- SET TASKS:
1: Using the comments on city employee loans, decide whether each statement agrees with the text: (a) The scheme was started in 2001. (b) The City has standing to foreclose on the loans. (c) Falcone has indicated she will not run again. Answer yes or no for each, quoting the words of the text that decide it.
2: Reproduce the records from their start through the line containing "Target: flamingo neck feathers", both ends included, and leave out the picture.

- DOCUMENT EXCERPT:
· · · · ·

Thank you for this story. It’s not wrong there are loans to city employees; the only thing wrong would be if they were hidden and kept hidden. I have respect for Mr. Samario and don’t believe that would be his practice, but someone has to ask.
As the Sound article stated, the City does not have any standing to forclose on these loans. On paper, it makes sense to offer a “moving package” to acquire good people, but I doubt few would feel that Cam Sanchez is a quality “catch” and perhaps fewer would agree that employees making good six figure salaries should require low cost loans as part of their benefits package.
This is what you get when you elect and keep re-electing the likes of Marty Blum, Grant House, Bendy White, Helene Schneider……
Think about it before you vote for the new crop…Schwartz, Murillo….
Wake up people.
Who was on the city council in 2004 when this scheme was concocted? Blum surely, Schneider, et al. Blum will be pulling this ***** at City College no doubt. These crooks need to be prosecuted.
Horton. Falcone.
It was started in 2001. And, I think, Falcone and Horton were there in 2002. Falcone has indicated she is going to run again and has stated that part of the reason is her concern at seeing the programs she help institute be dismantled. Probably this is one of those programs. Or, rather, total pol that she is, was.

· · · · ·

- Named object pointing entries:
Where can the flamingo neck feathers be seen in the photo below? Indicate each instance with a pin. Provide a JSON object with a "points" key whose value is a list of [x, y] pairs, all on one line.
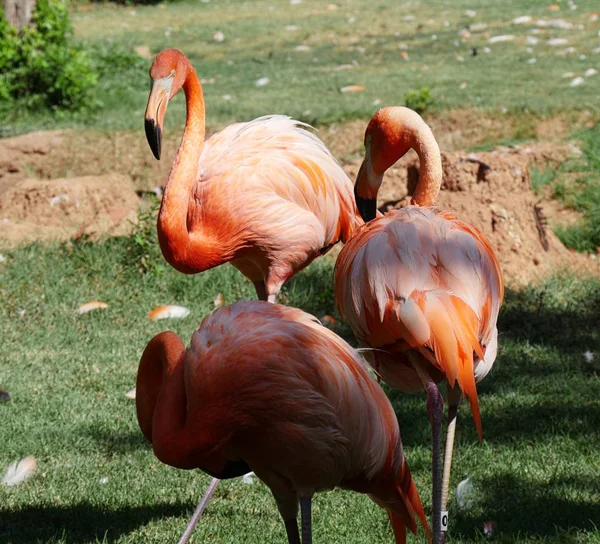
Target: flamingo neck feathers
{"points": [[430, 167], [162, 405], [185, 244], [392, 132]]}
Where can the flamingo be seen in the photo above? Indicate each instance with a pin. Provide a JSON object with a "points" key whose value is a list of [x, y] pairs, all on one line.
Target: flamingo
{"points": [[266, 196], [266, 387], [420, 286]]}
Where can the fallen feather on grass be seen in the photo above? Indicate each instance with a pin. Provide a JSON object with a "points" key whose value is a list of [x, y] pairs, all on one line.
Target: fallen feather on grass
{"points": [[168, 311], [522, 20], [465, 494], [18, 471], [352, 89], [89, 306], [502, 38], [576, 82]]}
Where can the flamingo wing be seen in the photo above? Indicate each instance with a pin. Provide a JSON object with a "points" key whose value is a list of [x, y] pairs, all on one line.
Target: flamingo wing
{"points": [[418, 281], [282, 176]]}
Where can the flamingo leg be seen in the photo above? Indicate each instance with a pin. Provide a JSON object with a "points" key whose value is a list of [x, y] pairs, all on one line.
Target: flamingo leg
{"points": [[305, 504], [291, 529], [198, 512], [435, 409], [454, 395]]}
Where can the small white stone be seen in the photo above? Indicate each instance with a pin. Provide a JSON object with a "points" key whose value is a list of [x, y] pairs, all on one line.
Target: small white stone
{"points": [[576, 82], [503, 38], [248, 479], [522, 20]]}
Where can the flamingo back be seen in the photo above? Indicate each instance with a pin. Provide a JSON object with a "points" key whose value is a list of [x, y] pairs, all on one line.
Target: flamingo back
{"points": [[305, 397], [416, 282], [275, 161]]}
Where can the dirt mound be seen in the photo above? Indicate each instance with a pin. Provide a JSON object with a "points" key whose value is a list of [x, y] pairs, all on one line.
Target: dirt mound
{"points": [[492, 190], [66, 208]]}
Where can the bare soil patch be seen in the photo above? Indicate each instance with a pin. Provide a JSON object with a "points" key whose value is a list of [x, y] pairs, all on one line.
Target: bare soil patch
{"points": [[62, 209]]}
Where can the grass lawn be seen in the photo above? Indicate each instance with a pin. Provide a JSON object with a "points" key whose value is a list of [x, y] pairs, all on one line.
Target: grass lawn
{"points": [[537, 473], [310, 50]]}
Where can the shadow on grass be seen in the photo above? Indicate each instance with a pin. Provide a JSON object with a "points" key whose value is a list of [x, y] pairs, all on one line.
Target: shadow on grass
{"points": [[81, 523], [111, 442], [523, 510], [534, 315]]}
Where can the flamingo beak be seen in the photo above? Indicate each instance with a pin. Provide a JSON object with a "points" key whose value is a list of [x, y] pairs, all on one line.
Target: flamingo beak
{"points": [[366, 201], [155, 112]]}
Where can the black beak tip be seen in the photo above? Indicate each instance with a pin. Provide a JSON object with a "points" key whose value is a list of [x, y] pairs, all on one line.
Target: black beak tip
{"points": [[154, 136]]}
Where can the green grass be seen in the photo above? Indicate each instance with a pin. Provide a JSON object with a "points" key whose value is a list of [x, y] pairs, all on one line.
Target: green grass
{"points": [[536, 473], [358, 43]]}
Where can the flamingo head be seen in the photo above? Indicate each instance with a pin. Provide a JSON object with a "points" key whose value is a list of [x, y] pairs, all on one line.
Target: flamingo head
{"points": [[391, 133], [167, 74]]}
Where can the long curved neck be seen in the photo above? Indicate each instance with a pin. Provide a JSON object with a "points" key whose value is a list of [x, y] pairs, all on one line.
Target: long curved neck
{"points": [[177, 243], [162, 407], [160, 390], [391, 133], [430, 169]]}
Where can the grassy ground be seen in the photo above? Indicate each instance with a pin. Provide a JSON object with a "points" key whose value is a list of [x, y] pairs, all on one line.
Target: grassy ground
{"points": [[536, 473], [357, 43]]}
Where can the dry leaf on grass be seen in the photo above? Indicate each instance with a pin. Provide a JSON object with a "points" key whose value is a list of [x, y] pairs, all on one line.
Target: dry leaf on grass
{"points": [[352, 89], [89, 306], [18, 471]]}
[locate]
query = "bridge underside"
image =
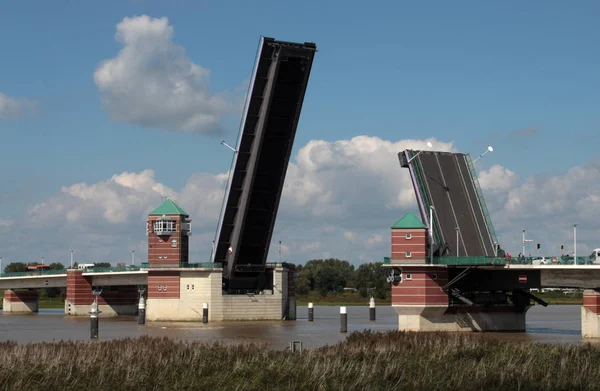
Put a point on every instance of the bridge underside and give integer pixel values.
(448, 182)
(269, 126)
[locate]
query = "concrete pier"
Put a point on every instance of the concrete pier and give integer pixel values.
(590, 314)
(20, 301)
(179, 295)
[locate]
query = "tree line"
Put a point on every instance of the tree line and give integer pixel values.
(326, 276)
(16, 267)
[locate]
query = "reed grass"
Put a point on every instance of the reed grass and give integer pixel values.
(365, 361)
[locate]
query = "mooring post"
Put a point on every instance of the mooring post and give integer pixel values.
(343, 320)
(142, 310)
(372, 309)
(205, 313)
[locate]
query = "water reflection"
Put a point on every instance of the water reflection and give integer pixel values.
(556, 324)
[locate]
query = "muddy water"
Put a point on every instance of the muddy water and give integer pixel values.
(555, 324)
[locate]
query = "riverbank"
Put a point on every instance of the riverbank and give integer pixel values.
(381, 361)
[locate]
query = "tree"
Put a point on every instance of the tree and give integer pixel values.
(372, 276)
(324, 275)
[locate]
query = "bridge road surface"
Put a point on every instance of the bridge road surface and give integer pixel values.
(453, 195)
(271, 116)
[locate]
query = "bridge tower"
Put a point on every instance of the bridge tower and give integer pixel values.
(168, 228)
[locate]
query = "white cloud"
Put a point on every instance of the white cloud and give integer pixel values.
(151, 82)
(12, 107)
(497, 178)
(340, 199)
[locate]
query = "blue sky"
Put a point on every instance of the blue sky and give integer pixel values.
(522, 76)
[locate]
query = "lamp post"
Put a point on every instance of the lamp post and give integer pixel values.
(457, 242)
(575, 243)
(490, 149)
(431, 208)
(429, 145)
(228, 146)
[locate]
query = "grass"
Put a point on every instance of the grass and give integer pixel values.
(367, 360)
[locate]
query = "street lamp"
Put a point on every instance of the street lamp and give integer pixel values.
(431, 208)
(429, 145)
(490, 149)
(228, 146)
(575, 243)
(457, 242)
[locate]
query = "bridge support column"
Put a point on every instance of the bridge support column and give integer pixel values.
(20, 301)
(590, 314)
(422, 305)
(114, 300)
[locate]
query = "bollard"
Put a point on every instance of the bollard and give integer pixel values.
(205, 313)
(142, 311)
(94, 320)
(343, 320)
(372, 309)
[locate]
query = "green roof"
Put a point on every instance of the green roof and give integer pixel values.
(409, 221)
(168, 207)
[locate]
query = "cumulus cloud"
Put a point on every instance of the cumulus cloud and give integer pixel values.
(12, 107)
(152, 82)
(339, 200)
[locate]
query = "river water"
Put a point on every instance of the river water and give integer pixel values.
(554, 324)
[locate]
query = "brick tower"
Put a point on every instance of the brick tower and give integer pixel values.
(409, 240)
(168, 229)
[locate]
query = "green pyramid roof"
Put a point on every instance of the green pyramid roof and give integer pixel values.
(409, 221)
(168, 207)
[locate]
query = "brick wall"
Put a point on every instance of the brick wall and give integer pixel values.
(79, 288)
(159, 280)
(409, 240)
(421, 286)
(591, 300)
(20, 296)
(160, 251)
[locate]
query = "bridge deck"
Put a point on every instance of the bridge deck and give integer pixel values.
(447, 182)
(265, 143)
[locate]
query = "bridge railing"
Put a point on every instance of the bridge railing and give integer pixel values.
(187, 265)
(31, 273)
(499, 261)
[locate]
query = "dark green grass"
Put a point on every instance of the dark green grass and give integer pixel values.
(366, 361)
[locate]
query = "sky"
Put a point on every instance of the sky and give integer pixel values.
(106, 107)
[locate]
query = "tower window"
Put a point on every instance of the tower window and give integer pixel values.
(161, 226)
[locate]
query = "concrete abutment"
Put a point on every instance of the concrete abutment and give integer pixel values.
(20, 301)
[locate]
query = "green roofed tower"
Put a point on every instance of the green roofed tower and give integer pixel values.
(409, 221)
(409, 240)
(168, 207)
(168, 228)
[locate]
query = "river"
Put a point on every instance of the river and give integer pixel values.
(552, 324)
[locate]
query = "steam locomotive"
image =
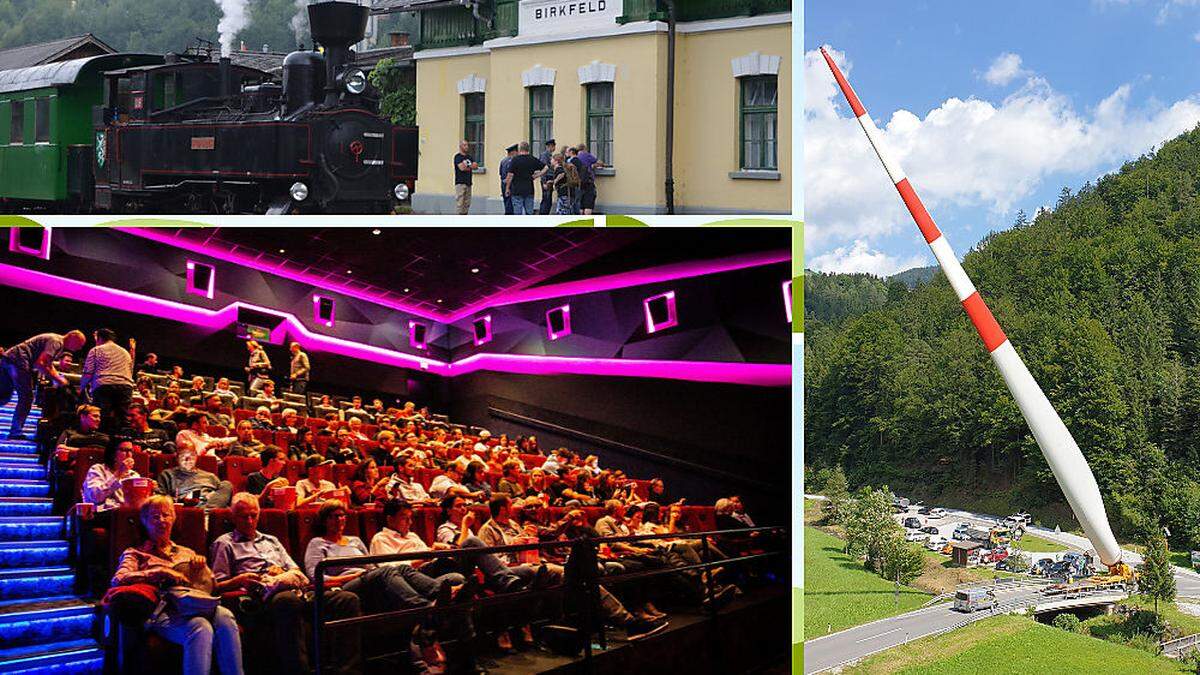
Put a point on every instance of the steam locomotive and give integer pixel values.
(184, 133)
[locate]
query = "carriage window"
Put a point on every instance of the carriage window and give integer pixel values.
(17, 131)
(42, 120)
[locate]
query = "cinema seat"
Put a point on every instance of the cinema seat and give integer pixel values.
(238, 469)
(270, 520)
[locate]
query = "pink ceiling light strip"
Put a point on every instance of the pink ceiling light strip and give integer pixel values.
(609, 282)
(773, 375)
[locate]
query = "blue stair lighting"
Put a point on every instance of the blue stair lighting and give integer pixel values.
(43, 626)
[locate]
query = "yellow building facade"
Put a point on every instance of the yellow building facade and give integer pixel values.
(607, 82)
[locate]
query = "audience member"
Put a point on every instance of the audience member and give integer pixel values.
(161, 562)
(195, 435)
(108, 378)
(102, 485)
(22, 363)
(315, 487)
(191, 485)
(256, 562)
(261, 482)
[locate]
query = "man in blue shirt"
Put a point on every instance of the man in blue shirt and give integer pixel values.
(504, 171)
(588, 163)
(547, 180)
(275, 605)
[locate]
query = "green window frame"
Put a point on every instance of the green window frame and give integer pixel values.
(473, 124)
(541, 117)
(759, 123)
(599, 109)
(42, 119)
(17, 123)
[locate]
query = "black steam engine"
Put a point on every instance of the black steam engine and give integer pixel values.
(202, 136)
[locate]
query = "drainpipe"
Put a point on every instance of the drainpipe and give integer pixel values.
(670, 167)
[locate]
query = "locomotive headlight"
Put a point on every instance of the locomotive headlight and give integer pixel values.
(355, 82)
(299, 191)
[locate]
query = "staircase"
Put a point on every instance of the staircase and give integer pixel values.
(43, 626)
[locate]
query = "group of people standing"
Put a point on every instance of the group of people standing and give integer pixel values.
(567, 178)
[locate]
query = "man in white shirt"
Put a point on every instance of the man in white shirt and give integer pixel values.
(108, 378)
(450, 484)
(403, 483)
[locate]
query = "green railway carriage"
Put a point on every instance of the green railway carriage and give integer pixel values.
(47, 137)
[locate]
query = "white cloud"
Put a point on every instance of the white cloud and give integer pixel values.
(1005, 70)
(964, 153)
(861, 257)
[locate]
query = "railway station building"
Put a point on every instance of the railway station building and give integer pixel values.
(496, 72)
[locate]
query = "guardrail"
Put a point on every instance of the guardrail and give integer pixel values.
(1180, 645)
(585, 580)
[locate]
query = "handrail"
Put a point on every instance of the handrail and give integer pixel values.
(587, 581)
(720, 473)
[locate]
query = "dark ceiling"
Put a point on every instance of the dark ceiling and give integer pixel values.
(447, 269)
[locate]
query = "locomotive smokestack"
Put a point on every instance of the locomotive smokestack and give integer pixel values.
(335, 27)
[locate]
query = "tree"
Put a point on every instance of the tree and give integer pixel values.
(901, 561)
(869, 525)
(397, 97)
(1157, 580)
(837, 491)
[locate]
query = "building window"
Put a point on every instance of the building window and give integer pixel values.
(42, 120)
(600, 120)
(541, 117)
(17, 131)
(760, 123)
(473, 125)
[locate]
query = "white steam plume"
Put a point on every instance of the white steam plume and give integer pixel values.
(300, 18)
(233, 19)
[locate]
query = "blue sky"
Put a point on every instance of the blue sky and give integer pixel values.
(990, 108)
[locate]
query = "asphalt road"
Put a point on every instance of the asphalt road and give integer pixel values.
(859, 641)
(852, 644)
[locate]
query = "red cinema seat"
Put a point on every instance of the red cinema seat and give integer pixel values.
(425, 523)
(161, 463)
(142, 464)
(642, 489)
(270, 520)
(532, 461)
(426, 476)
(238, 469)
(372, 521)
(300, 527)
(322, 443)
(343, 473)
(208, 463)
(81, 461)
(294, 471)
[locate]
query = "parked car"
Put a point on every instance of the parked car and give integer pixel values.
(973, 599)
(994, 555)
(1042, 567)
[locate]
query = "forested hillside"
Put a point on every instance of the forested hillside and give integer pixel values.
(162, 25)
(1102, 299)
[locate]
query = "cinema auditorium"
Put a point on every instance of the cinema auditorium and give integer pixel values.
(394, 451)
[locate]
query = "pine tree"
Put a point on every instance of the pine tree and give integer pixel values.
(1157, 580)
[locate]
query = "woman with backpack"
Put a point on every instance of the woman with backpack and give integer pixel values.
(567, 184)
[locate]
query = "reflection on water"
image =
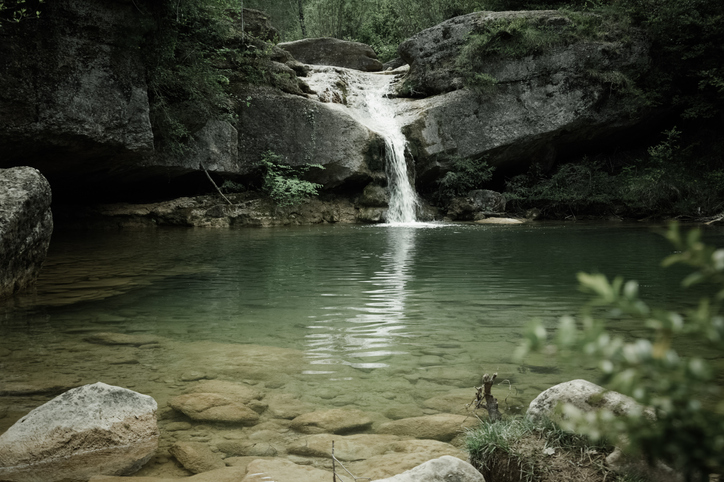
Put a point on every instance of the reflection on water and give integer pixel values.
(391, 320)
(369, 330)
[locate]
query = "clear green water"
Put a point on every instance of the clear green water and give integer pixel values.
(394, 321)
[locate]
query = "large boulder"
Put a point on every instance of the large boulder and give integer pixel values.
(585, 396)
(541, 104)
(443, 469)
(335, 52)
(72, 91)
(26, 224)
(91, 430)
(304, 131)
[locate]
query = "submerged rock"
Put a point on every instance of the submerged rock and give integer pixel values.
(346, 448)
(401, 456)
(443, 427)
(212, 407)
(196, 457)
(92, 430)
(585, 396)
(26, 224)
(281, 470)
(332, 421)
(336, 52)
(444, 468)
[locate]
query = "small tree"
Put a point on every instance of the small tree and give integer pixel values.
(688, 430)
(281, 181)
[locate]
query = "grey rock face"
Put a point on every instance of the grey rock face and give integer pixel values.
(26, 225)
(541, 103)
(72, 87)
(332, 51)
(91, 430)
(443, 469)
(304, 131)
(585, 396)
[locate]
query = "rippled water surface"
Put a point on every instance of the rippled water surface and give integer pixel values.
(399, 321)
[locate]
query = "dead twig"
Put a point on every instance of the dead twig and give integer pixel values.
(336, 477)
(212, 182)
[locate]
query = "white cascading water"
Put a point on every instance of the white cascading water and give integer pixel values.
(367, 99)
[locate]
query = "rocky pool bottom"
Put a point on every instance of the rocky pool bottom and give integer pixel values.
(367, 328)
(380, 428)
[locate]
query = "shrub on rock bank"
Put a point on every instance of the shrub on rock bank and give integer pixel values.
(684, 393)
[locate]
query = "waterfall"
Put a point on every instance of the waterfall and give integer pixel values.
(366, 96)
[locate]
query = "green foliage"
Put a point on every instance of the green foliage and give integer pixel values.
(281, 181)
(526, 446)
(521, 37)
(572, 188)
(683, 391)
(464, 176)
(688, 61)
(670, 179)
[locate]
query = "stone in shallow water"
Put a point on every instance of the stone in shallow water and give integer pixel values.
(121, 339)
(332, 421)
(38, 387)
(196, 457)
(237, 392)
(443, 468)
(94, 429)
(281, 470)
(212, 407)
(346, 448)
(227, 474)
(402, 456)
(443, 426)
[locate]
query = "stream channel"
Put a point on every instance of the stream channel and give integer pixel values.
(394, 321)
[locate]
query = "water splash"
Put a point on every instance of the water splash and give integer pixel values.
(367, 98)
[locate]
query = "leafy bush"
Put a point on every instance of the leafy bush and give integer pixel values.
(684, 391)
(281, 181)
(464, 176)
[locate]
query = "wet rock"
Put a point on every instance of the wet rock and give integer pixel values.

· · · · ·

- TASK-BY-TASK OUTPUTS:
1:
(a) Yes: "It was started in 2001."
(b) No: "the City does not have any standing to forclose on these loans."
(c) No: "Falcone has indicated she is going to run again."

2:
Where can the flamingo neck feathers be seen in the photo below? Indicate each instance with a pin. Provide a JSON object with a "points" key whose value is a list of [x, y] pairs, all on one line.
Target: flamingo neck feathers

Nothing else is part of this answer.